(Task to carry out) Copy each of the records below word for word, with nothing changed, added, or left out.

━━━ Record excerpts ━━━

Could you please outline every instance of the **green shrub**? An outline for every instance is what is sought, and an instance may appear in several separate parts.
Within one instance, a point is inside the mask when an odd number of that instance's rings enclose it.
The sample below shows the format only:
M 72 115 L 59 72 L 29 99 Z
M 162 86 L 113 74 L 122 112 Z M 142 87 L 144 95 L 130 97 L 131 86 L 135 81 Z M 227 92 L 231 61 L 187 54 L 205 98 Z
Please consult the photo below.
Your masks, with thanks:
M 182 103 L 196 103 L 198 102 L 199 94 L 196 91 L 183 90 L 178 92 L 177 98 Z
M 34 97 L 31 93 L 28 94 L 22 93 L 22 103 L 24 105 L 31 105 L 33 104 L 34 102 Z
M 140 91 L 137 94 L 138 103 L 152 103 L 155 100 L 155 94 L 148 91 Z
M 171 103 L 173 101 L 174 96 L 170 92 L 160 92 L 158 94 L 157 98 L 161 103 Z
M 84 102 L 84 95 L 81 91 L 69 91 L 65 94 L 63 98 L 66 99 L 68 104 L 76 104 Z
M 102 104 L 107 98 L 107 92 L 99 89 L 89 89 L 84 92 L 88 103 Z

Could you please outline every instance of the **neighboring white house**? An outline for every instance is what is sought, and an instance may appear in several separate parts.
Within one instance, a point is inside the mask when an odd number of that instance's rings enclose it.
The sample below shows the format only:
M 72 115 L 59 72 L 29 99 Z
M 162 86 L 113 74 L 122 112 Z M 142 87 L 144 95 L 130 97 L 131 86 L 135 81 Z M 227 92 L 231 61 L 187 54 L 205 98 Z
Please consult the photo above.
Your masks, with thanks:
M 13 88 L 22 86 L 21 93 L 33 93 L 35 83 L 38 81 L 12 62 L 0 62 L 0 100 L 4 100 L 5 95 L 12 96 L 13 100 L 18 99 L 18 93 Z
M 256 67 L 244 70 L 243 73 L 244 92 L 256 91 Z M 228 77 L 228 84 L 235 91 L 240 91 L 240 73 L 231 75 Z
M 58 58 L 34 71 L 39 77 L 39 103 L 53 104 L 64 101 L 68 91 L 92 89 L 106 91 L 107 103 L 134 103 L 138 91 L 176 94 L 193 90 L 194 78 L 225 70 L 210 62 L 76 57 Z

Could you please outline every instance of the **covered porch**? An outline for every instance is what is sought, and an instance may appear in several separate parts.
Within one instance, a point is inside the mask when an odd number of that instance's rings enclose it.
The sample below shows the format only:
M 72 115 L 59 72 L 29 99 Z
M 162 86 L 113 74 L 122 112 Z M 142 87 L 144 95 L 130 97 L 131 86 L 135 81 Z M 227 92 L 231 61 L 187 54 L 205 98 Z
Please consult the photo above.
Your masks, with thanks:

━━━

(Written response)
Could you please outline every instance of the **green shrub**? An outline for every instance is what is sought, and an instance may appear in several separate parts.
Within one instance, a point is inside the mask when an odd number of that instance's rings enclose it.
The sample below shows the format only:
M 72 115 L 59 72 L 29 99 Z
M 162 86 L 113 74 L 122 112 Z M 142 87 L 144 95 L 130 97 L 131 86 L 135 81 Z M 227 92 L 231 61 L 187 54 L 205 98 Z
Please consult the photo below.
Your masks, with thanks:
M 182 103 L 196 103 L 198 102 L 199 94 L 196 91 L 183 90 L 178 92 L 177 98 Z
M 34 97 L 31 93 L 28 94 L 22 93 L 22 103 L 24 105 L 31 105 L 33 104 L 34 102 Z
M 140 91 L 137 94 L 138 103 L 152 103 L 155 100 L 155 94 L 148 91 Z
M 171 103 L 173 101 L 174 96 L 170 92 L 160 92 L 158 94 L 157 98 L 161 103 Z
M 84 102 L 84 95 L 81 91 L 69 91 L 65 94 L 63 98 L 66 99 L 68 104 L 76 104 Z
M 102 104 L 107 98 L 107 92 L 99 89 L 89 89 L 84 92 L 88 103 Z

Could you please outline every instance of the **neighboring white house**? An outline for every instance is what is sought, and an instance may appear in several separate parts.
Within one instance, a point is inside the mask when an odd number of that instance's rings enclose it.
The sample below shows the format only:
M 72 115 L 59 72 L 29 99 Z
M 162 86 L 113 74 L 122 112 Z M 142 87 L 144 95 L 130 97 L 131 86 L 135 81 Z M 227 92 L 231 61 L 187 54 L 205 98 Z
Please consult the photo above.
Your masks, with thanks:
M 13 88 L 22 86 L 21 93 L 33 93 L 35 83 L 38 81 L 12 62 L 0 62 L 0 100 L 4 100 L 5 95 L 12 96 L 13 100 L 18 99 L 18 93 Z
M 256 67 L 244 70 L 243 73 L 244 92 L 256 91 Z M 228 77 L 228 84 L 235 91 L 240 91 L 240 73 L 231 75 Z
M 58 58 L 34 71 L 39 77 L 39 103 L 53 104 L 64 101 L 68 91 L 92 89 L 106 91 L 107 103 L 134 103 L 138 91 L 176 94 L 193 90 L 194 78 L 225 70 L 210 62 L 76 57 Z

Could you please outline every instance of the **covered porch**? An outline for every instance is what is sought, and an instance may appear in several separate parts.
Within one instance, a point is inside the mask when an odd number of that instance's rings enclose it.
The sample below shows the format only:
M 72 115 L 59 72 L 29 99 Z
M 162 86 L 113 74 L 122 112 Z M 142 87 L 144 95 L 130 97 L 131 86 L 135 81 Z M 227 92 L 231 61 L 187 54 L 205 98 Z
Please consult the photo above.
Your masks, with thanks:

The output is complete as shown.